Given passage
Felt's aerobar pedestals have no length component to them; they impact only the height. For all of Felt's stems if I place 5mm, and 10mm, pedestals under the pads, I can populate the next 2 cells above the unpedestaled solution.
It's kind of fun. it's addictive. The goal is to populate all the cells you can, finding a configuration that populates empty cells. Eventually all the cells are filled. Your superbike solver is built.
The Felt DA's handlebars handled fore/aft adjustment by pads that mounted on aerobar extensions, these extensions moving fore and aft in the clamp; and the pads could be affixed in rear, center, or forward holes. I created a nomenclature for this, and this is the Felt I would ride:
Size = 56
Stem = 100/30
Pedestals = 15mm
Aerobar fore/aft = Ctr/-5mm
What does Ctr/-5mm mean? The pad would be in the Ctr (center) hole and the aerobar extensions would be pulled back from the default location.

Tasks
1. Decide whether each statement below agrees with the Felt fitting passage. Answer yes or no for (a), (b), and (c), and quote the deciding words from the passage. (a) Felt's aerobar pedestals change both the height and the length of the fit. (b) On the Felt DA, the pads could be affixed in rear, center, or forward holes. (c) The Felt the writer would ride uses 10mm pedestals.
2. Carry the Felt fitting passage forward, starting after its last sentence and keeping its topic and voice.

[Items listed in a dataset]
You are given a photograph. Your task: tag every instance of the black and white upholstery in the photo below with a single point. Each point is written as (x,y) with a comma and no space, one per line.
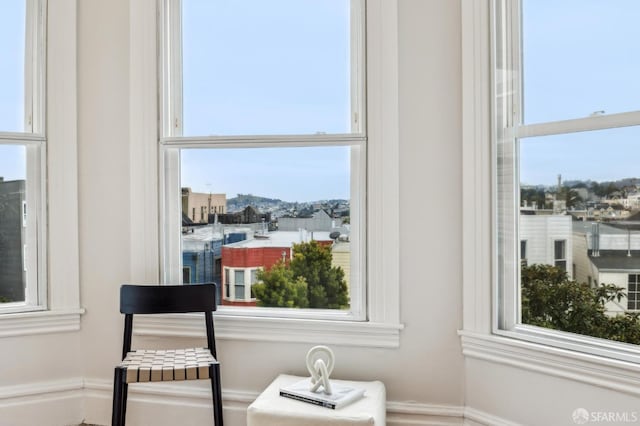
(145,365)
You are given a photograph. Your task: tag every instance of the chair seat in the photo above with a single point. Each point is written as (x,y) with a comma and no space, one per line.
(146,365)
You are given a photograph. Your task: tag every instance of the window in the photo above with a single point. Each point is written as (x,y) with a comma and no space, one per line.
(22,156)
(263,105)
(559,256)
(238,284)
(567,117)
(633,292)
(523,252)
(379,275)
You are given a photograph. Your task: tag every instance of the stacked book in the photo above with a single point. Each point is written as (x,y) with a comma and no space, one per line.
(340,396)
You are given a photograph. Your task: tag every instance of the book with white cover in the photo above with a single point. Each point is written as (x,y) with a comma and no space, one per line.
(340,396)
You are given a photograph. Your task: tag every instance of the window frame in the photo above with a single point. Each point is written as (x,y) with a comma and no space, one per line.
(480,340)
(33,139)
(382,326)
(491,322)
(58,309)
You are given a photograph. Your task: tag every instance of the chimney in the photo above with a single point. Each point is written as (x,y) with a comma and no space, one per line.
(595,239)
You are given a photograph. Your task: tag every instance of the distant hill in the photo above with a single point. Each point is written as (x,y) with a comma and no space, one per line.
(241,201)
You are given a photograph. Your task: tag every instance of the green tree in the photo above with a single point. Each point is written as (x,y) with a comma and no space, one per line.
(279,288)
(327,287)
(551,300)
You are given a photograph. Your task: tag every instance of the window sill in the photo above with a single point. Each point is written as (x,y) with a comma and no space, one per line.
(39,322)
(269,329)
(621,376)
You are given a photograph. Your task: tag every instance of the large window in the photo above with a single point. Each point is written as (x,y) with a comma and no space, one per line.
(567,116)
(22,150)
(263,137)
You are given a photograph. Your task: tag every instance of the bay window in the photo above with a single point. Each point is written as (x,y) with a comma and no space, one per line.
(307,146)
(263,107)
(566,120)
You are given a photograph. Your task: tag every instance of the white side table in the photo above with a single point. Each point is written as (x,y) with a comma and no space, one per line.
(271,409)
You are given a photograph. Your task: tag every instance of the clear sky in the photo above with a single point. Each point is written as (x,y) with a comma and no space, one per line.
(282,67)
(580,56)
(12,158)
(267,68)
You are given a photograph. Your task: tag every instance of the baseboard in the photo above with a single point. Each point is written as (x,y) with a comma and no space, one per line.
(51,403)
(160,401)
(473,416)
(74,401)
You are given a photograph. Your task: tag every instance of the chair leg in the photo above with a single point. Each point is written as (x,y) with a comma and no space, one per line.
(119,397)
(216,391)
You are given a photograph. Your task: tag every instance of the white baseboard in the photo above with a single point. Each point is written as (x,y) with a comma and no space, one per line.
(52,403)
(73,401)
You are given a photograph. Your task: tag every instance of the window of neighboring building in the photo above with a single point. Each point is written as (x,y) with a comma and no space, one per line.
(633,292)
(264,101)
(238,284)
(567,117)
(559,254)
(523,252)
(22,156)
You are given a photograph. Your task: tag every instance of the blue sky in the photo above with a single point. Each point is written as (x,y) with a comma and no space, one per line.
(287,73)
(572,71)
(12,158)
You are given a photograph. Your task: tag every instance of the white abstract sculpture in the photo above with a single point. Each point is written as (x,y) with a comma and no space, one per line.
(319,369)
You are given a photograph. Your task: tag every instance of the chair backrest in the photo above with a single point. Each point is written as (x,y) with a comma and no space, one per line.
(167,299)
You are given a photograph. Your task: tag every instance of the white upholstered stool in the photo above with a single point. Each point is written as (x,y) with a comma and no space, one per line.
(271,409)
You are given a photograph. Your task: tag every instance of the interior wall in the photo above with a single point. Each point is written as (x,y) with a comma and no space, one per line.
(534,398)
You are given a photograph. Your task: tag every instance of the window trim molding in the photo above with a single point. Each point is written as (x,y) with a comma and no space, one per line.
(527,348)
(61,311)
(604,372)
(274,329)
(383,291)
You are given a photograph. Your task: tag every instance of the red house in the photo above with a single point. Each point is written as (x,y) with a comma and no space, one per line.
(242,260)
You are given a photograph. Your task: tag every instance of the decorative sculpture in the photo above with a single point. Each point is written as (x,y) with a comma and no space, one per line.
(319,369)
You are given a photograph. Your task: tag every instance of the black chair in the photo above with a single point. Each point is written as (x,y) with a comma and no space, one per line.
(166,365)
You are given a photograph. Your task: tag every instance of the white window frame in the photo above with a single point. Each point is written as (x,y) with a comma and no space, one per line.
(33,139)
(171,141)
(51,157)
(382,326)
(548,352)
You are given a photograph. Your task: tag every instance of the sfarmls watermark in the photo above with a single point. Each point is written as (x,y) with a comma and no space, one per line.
(581,416)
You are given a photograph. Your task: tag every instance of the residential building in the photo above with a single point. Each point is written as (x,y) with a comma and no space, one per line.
(197,206)
(609,253)
(241,261)
(547,239)
(12,229)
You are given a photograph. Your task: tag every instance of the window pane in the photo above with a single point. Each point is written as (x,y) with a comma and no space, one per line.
(275,199)
(593,158)
(579,58)
(578,205)
(559,249)
(12,61)
(12,223)
(257,67)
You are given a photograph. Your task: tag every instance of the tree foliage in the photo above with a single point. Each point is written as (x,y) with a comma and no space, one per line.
(551,300)
(279,288)
(327,286)
(308,281)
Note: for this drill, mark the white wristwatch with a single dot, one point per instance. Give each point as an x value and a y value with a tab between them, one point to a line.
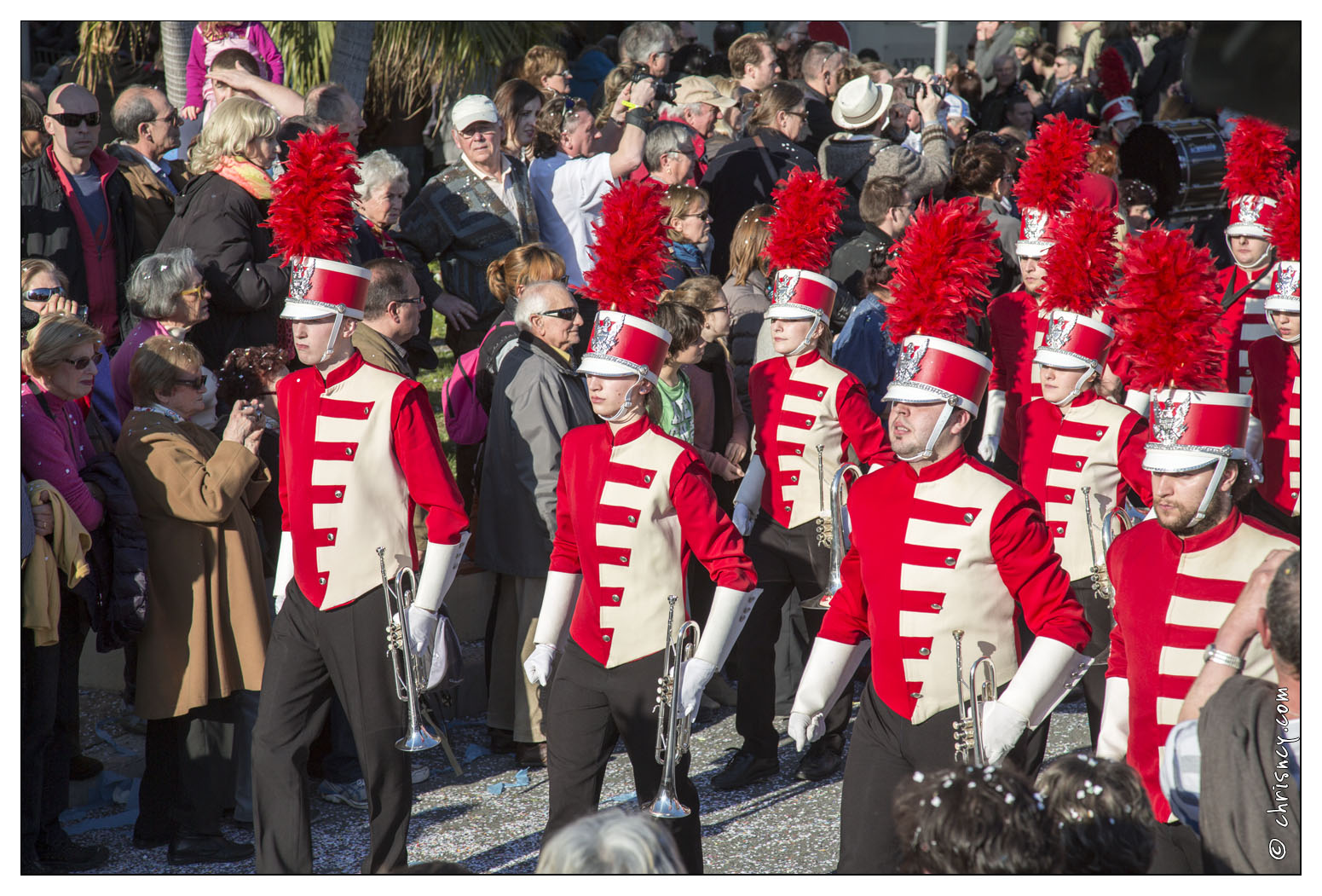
1213	655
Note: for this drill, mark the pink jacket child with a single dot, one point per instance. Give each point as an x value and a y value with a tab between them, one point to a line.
209	38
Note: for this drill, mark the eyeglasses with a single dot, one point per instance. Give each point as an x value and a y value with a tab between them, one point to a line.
74	119
199	382
81	364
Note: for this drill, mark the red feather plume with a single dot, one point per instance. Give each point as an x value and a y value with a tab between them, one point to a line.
1255	159
947	257
1166	312
631	250
1285	223
1057	158
1082	264
312	202
805	217
1115	77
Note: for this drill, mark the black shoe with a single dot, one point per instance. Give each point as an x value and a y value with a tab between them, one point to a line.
197	850
743	769
84	766
70	857
820	761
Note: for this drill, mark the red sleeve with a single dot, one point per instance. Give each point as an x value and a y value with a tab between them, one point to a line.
565	557
424	463
707	529
863	430
1133	436
1031	571
846	619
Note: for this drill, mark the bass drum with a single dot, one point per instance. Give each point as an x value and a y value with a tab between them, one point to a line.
1183	160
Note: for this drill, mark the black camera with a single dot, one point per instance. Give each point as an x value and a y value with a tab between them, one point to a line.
662	90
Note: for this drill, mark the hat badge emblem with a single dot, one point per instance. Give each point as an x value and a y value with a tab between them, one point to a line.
909	362
1169	420
1058	332
1034	223
1251	208
300	276
606	334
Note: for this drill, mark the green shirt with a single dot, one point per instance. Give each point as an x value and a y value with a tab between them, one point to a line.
677	408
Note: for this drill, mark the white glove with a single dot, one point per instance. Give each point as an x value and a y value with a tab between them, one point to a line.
1002	725
439	566
804	730
283	569
743	518
539	665
992	425
422	631
1113	731
557	600
695	673
829	669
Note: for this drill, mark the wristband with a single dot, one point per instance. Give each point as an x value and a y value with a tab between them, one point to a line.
1213	655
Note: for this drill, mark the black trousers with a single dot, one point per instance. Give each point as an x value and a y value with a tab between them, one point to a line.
885	751
786	559
588	710
189	777
311	656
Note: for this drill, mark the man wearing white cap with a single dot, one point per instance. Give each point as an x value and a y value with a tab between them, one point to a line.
863	147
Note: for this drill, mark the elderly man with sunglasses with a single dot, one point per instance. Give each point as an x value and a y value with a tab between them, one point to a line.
77	211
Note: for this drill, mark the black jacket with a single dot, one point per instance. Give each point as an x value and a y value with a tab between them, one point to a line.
49	230
218	221
743	175
115	593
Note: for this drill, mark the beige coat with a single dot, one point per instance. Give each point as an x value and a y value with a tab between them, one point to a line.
208	617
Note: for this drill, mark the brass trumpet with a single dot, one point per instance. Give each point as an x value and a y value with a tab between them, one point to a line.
672	723
409	668
968	728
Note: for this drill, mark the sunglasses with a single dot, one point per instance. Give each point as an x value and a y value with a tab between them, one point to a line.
74	119
81	364
199	382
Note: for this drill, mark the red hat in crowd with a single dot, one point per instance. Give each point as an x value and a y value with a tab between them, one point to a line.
1255	172
1048	180
947	257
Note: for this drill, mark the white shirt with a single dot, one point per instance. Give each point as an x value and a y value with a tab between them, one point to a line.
568	194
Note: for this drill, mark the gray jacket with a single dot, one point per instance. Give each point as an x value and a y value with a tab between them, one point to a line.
853	160
537	399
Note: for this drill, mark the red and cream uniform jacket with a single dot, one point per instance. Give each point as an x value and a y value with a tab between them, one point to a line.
1171	595
952	546
359	449
631	508
800	405
1276	403
1243	323
1095	443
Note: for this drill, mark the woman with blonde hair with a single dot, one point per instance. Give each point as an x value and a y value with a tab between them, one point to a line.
218	216
205	637
689	230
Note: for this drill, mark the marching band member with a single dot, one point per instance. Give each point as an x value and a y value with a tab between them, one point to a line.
1255	170
359	449
1177	576
1274	365
1082	454
1048	180
808	415
632	505
940	545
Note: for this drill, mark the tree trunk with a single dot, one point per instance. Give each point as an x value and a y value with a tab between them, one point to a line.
350	55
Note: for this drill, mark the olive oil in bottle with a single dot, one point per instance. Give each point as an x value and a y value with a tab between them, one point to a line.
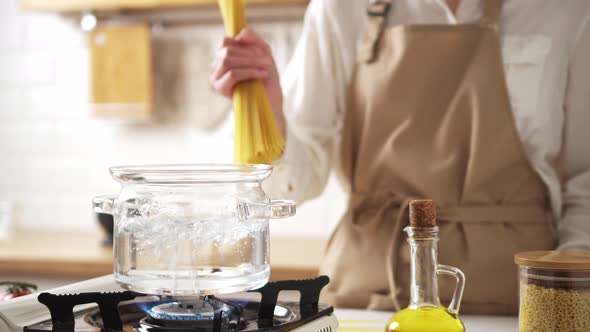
425	313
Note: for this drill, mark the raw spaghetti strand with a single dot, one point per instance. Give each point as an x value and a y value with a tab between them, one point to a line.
258	139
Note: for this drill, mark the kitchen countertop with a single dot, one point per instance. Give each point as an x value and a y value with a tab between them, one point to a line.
349	320
69	254
374	321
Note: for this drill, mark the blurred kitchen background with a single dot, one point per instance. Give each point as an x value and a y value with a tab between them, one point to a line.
76	98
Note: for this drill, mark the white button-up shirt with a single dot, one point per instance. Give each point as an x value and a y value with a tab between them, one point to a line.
546	53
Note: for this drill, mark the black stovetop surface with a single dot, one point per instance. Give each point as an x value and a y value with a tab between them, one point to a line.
127	311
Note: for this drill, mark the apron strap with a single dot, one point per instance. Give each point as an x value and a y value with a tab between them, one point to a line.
377	12
492	11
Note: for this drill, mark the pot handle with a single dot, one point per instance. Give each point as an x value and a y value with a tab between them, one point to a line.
104	204
276	209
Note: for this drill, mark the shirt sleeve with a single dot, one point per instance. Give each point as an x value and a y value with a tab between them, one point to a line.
311	84
574	227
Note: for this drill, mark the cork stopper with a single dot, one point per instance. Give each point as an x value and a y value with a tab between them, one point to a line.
423	213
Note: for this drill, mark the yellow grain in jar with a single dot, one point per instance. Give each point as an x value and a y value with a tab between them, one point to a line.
554	291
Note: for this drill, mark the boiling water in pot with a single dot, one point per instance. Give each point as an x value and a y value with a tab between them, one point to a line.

Results of the tasks
1.
(a) No: "Felt's aerobar pedestals have no length component to them; they impact only the height."
(b) Yes: "the pads could be affixed in rear, center, or forward holes"
(c) No: "Pedestals = 15mm"

2.
For the Speed Concept and many other bikes you might have overlapping solutions: a size M frame with a taller and longer front end might work for a particular pad y and x spreadsheet cell, while a L frame with a shorter and lower stem might also work for that cell. Fine. Then you have two fit solutions and you now have to solve a handling problem (Do I want a longer or shorter wheelbase? Do I want the pursuit bars farther in front of the bottom bracket or nearer the BB?)
What I tell superbike makers is, at a minimum, choose the solution you think best for your own superbike you're making. At least start with this. At least give your customers and retailers a chance at prescribing your bike. Give them a tool. Give them a hand.
Cervelo has such a solver for its P5 (detail pictured above), but it's not quite so straightforward. That bike pedestals along the bias of the steering axis (the head angle). So, when you add a 10mm aero pedestal to that bike, you're adding 9.5mm of height and you're subtracting 3mm of length. Accordingly, if a P5 with no pedestals had a pad y and x of 630mm and 500mm respectively, adding 20mm of pedestals means this bike now measures 649mm and 494mm respectively in pad y and x. to the nearest 5mm, this bike would not sit in the 630/500 cell but in the 630/495 cell.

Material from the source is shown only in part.